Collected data
>>>>>

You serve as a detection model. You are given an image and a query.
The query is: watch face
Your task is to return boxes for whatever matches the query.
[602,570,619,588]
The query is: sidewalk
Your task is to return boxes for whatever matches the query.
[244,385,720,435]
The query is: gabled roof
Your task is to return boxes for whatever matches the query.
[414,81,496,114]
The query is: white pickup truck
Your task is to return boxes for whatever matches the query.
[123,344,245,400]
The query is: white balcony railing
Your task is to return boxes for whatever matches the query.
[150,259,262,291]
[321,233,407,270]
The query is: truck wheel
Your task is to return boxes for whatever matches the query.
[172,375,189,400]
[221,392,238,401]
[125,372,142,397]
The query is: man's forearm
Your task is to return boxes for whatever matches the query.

<<<<<

### EXERCISE DETAILS
Wherever the string "white" appears in the data above, report the whole line.

### ANSWER TO THIS PROBLEM
The query is: white pickup truck
The query is: white balcony railing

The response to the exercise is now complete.